■ **SUPPLIED RECORDS**:

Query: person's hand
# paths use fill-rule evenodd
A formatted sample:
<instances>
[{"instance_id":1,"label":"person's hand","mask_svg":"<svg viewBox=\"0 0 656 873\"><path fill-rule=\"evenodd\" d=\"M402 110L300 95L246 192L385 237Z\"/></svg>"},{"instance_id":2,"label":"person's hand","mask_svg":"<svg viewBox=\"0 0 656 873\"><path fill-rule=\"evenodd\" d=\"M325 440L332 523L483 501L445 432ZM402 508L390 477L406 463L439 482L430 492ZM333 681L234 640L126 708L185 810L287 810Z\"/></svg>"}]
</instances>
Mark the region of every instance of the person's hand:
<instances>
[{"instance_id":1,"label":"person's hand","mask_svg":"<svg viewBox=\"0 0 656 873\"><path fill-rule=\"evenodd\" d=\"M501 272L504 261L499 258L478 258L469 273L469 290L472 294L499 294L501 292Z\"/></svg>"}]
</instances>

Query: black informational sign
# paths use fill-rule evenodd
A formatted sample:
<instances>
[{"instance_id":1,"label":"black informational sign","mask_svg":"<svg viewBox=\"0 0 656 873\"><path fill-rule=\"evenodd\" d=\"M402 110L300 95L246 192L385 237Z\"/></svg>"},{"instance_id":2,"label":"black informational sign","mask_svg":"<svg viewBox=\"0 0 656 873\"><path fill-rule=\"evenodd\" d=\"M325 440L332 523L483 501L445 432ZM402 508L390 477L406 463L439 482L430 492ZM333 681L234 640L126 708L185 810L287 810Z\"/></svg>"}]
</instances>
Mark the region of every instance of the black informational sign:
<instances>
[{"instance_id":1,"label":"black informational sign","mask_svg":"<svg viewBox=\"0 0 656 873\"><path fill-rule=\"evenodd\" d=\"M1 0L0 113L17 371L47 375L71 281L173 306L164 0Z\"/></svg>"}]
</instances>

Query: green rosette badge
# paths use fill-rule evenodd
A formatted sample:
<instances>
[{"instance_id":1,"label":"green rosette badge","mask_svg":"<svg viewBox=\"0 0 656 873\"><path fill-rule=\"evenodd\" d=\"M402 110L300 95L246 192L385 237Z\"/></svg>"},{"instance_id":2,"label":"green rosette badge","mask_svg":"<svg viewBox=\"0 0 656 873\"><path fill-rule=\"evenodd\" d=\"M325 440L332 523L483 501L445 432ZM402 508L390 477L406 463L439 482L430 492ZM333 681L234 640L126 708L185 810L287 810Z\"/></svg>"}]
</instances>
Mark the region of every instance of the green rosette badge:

* * *

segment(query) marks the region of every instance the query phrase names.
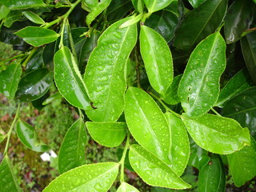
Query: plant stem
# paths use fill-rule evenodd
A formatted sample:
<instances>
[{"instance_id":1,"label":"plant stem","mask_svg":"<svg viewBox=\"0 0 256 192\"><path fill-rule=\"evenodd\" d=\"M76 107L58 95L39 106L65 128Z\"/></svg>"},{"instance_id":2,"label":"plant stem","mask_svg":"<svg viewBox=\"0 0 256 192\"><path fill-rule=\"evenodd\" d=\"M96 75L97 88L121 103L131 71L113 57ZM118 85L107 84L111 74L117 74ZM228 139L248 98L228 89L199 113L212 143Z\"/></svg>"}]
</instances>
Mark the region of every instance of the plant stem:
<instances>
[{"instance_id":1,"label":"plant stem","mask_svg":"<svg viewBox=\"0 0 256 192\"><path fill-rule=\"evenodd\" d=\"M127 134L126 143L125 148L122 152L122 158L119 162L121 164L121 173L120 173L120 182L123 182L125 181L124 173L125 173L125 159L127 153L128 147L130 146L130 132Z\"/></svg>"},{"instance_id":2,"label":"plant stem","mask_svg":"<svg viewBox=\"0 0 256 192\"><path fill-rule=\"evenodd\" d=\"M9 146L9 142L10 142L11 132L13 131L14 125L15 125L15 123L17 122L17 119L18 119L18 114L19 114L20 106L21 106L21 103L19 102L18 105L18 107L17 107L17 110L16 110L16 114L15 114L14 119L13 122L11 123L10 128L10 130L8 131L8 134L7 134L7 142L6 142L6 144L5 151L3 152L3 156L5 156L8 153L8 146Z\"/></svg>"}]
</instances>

■ **TASK GOAL**: Report every line of the listing that contains the string "informational", matching case exactly.

■ **ANSWER TO THE EXERCISE**:
Query: black informational sign
[{"instance_id":1,"label":"black informational sign","mask_svg":"<svg viewBox=\"0 0 656 873\"><path fill-rule=\"evenodd\" d=\"M402 110L300 95L246 192L385 237Z\"/></svg>"},{"instance_id":2,"label":"black informational sign","mask_svg":"<svg viewBox=\"0 0 656 873\"><path fill-rule=\"evenodd\" d=\"M325 440L332 523L483 501L445 432ZM402 508L390 477L406 463L439 482L430 492ZM333 681L234 640L126 708L185 810L287 810Z\"/></svg>"}]
Mark the region of every instance of the black informational sign:
[{"instance_id":1,"label":"black informational sign","mask_svg":"<svg viewBox=\"0 0 656 873\"><path fill-rule=\"evenodd\" d=\"M1 0L0 113L17 371L47 375L71 281L173 306L164 0Z\"/></svg>"}]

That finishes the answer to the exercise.